--- start of RECORDS FOR THE TASK ---

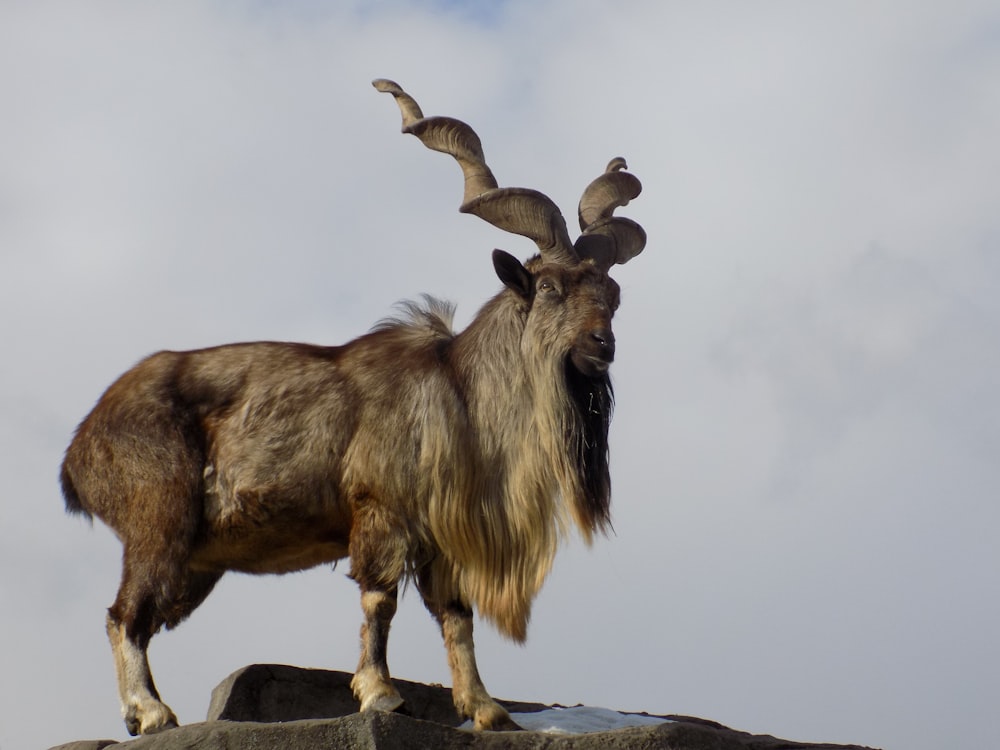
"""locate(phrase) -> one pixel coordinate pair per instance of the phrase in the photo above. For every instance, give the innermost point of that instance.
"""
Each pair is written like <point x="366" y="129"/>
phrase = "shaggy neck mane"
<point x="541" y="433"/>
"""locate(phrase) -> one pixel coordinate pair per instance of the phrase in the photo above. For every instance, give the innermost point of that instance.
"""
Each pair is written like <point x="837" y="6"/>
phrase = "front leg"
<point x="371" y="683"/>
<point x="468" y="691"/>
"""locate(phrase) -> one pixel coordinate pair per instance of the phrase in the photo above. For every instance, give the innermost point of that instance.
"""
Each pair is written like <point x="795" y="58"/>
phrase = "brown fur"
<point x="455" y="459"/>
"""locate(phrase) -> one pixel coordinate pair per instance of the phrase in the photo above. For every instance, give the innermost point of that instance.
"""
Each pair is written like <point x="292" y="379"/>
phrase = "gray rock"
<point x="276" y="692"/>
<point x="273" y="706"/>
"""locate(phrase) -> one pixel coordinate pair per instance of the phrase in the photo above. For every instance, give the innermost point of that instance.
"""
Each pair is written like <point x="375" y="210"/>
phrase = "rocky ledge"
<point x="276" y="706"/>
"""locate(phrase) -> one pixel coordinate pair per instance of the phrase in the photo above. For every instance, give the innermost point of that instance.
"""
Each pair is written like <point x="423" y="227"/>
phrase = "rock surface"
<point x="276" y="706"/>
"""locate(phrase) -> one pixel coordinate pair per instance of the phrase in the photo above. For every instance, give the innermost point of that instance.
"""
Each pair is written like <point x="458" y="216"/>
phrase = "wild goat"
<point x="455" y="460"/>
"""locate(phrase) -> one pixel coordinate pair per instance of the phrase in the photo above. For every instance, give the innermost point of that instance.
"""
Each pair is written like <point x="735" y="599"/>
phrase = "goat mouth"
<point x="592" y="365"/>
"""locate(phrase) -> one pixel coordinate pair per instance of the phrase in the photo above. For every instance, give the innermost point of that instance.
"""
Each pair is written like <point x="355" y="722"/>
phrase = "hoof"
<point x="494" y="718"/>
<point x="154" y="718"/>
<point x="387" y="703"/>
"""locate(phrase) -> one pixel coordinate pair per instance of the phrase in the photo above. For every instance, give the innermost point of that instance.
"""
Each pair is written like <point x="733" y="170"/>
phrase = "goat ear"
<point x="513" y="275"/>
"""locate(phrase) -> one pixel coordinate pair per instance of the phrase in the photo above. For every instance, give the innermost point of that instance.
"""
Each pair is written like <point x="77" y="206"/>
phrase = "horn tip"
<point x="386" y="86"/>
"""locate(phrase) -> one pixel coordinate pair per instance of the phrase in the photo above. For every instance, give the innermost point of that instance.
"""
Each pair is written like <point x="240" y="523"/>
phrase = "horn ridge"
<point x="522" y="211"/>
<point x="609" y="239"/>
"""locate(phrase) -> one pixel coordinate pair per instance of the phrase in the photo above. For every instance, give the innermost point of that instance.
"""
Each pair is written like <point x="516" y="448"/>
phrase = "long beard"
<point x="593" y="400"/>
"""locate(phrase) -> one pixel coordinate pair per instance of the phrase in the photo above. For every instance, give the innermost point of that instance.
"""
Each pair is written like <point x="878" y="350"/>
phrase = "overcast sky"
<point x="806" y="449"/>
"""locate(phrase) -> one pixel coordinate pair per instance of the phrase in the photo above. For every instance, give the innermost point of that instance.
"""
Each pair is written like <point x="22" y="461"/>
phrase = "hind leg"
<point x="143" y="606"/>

--- end of RECORDS FOR THE TASK ---
--- start of RECORDS FOR THE TASK ---

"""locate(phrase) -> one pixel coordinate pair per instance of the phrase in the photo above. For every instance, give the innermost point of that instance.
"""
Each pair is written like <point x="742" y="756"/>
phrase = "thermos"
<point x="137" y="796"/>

--- end of RECORDS FOR THE TASK ---

__EXERCISE AIM__
State how many lines of the listing above contain the word "goat", giving the number alone.

__WRITTEN ANSWER__
3